Text provided:
● ● ●
In dialogue with the theoretical interventions outlined above, the articles in this issue make significant empirical contributions by drawing on a variety of qualitative work – e.g. in-depth interviewing, participant observation, thick descriptions, emic perspectives, digital research and spatial analyses, long-standing engagements with the communities studied, and rich ethnographies. The contributors document experiences of growing older on the move across regions of the South and, in some cases, in connection to places in the North. They demonstrate how structural forces are embodied, shaped, and contested in different ways by older people migrating, by migrants who are ageing, and by older people who stay put while being part of the migration projects of others. In doing so, they draw attention to a broad spectrum of ageing experiences and meanings and focus on people situated at different points of the life course, holding varying degrees of privilege and disadvantage, and varying rights and access to mobility.
● ● ●
(Records from a collection)
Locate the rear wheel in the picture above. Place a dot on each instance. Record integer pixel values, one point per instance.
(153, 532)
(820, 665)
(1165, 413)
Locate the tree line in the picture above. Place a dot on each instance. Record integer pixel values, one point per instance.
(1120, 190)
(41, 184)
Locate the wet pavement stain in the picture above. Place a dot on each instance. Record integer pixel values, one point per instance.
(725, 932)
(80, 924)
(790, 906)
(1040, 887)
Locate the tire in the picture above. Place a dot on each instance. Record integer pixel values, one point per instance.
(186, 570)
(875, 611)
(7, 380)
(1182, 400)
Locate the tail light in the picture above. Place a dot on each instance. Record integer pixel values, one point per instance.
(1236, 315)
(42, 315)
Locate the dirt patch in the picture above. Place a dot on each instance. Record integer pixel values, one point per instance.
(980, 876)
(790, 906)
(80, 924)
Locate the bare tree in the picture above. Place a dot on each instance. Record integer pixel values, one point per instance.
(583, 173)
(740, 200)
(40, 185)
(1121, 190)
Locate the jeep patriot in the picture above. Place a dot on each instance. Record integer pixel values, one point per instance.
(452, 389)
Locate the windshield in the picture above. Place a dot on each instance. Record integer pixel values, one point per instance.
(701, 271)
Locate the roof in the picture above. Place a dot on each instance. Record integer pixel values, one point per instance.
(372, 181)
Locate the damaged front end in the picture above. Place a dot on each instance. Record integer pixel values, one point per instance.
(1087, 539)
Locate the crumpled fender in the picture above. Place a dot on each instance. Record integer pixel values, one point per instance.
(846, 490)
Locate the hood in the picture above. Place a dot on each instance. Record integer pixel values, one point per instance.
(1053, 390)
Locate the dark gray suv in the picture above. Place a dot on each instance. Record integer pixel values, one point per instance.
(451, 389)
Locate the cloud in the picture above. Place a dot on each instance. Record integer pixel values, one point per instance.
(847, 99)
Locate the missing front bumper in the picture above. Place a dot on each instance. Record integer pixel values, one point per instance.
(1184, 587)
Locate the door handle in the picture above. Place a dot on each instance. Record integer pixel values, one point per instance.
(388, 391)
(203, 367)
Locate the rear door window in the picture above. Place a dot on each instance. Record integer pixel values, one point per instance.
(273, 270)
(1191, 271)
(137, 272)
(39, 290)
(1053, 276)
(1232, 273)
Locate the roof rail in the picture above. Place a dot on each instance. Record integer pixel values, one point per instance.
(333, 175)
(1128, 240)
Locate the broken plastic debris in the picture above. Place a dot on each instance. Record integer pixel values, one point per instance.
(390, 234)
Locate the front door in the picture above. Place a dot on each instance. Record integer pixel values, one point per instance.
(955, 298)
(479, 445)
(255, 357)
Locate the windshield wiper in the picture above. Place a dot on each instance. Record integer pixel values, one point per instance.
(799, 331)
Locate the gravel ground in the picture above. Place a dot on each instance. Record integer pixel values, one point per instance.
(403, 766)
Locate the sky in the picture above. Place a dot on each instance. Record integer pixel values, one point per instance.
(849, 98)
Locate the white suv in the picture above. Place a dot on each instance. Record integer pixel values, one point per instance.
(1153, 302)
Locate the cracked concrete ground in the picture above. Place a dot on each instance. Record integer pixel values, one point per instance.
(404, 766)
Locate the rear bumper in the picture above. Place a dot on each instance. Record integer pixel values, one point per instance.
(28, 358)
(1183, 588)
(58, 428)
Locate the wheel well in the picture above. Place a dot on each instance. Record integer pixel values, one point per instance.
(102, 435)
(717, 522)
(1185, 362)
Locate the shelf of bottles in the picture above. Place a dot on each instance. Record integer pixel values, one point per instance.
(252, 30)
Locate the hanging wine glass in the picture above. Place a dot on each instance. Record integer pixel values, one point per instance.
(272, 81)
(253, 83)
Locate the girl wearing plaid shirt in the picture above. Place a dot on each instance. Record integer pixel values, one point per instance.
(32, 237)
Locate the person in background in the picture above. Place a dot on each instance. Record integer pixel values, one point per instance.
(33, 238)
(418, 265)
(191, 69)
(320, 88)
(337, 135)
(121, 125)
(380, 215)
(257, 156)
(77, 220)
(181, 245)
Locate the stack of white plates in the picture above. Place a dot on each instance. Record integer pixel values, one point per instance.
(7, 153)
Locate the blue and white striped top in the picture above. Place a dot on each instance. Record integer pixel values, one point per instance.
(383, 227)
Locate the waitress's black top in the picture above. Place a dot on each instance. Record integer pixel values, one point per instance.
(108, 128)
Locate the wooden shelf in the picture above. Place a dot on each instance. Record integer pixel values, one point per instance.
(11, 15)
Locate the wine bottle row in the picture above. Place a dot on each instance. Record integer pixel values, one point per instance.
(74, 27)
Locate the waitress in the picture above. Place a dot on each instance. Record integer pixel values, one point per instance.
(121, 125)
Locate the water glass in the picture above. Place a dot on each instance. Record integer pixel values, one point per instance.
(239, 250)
● ● ●
Goal of the exercise: Return the passage on ageing and migration above in full, word for word.

Completed exercise:
In dialogue with the theoretical interventions outlined above, the articles in this issue make significant empirical contributions by drawing on a variety of qualitative work – e.g. in-depth interviewing, participant observation, thick descriptions, emic perspectives, digital research and spatial analyses, long-standing engagements with the communities studied, and rich ethnographies. The contributors document experiences of growing older on the move across regions of the South and, in some cases, in connection to places in the North. They demonstrate how structural forces are embodied, shaped, and contested in different ways by older people migrating, by migrants who are ageing, and by older people who stay put while being part of the migration projects of others. In doing so, they draw attention to a broad spectrum of ageing experiences and meanings and focus on people situated at different points of the life course, holding varying degrees of privilege and disadvantage, and varying rights and access to mobility.